[YOUR INSTRUCTIONS] Report the number of lines in these entries that contain "instance". Write only the number.

[PROVIDED ENTRIES]
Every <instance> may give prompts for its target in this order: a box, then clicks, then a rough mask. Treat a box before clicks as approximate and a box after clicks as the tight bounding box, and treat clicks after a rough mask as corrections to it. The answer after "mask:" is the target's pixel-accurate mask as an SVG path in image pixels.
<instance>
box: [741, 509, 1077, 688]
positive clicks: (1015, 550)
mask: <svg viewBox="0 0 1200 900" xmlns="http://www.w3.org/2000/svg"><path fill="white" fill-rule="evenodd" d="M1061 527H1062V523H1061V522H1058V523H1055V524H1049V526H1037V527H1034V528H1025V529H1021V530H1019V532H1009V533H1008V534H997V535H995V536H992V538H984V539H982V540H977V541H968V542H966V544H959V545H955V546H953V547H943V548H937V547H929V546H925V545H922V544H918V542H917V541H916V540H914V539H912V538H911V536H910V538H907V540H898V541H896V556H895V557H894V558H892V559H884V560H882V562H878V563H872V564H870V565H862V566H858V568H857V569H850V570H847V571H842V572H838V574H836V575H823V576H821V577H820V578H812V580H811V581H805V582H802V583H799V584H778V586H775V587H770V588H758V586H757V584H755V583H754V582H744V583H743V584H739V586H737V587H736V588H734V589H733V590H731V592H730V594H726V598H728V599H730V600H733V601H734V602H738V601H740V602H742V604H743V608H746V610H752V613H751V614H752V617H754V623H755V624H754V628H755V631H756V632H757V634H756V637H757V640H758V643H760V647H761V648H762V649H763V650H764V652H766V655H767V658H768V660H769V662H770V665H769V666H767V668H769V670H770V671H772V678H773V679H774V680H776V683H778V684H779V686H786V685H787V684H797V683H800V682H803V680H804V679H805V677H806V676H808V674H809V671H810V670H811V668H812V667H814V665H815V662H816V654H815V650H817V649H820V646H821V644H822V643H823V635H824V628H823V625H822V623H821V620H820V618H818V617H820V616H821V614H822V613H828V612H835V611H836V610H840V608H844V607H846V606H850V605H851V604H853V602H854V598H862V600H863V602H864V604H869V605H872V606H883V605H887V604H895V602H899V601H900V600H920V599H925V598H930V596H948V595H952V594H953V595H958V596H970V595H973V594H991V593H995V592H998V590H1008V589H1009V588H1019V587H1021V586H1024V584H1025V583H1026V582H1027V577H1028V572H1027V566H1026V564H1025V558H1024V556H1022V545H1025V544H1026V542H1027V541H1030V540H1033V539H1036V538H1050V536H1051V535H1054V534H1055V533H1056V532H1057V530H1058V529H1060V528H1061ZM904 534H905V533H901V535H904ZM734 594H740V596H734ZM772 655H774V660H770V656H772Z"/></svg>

[ANSWER TO THIS PROBLEM] 2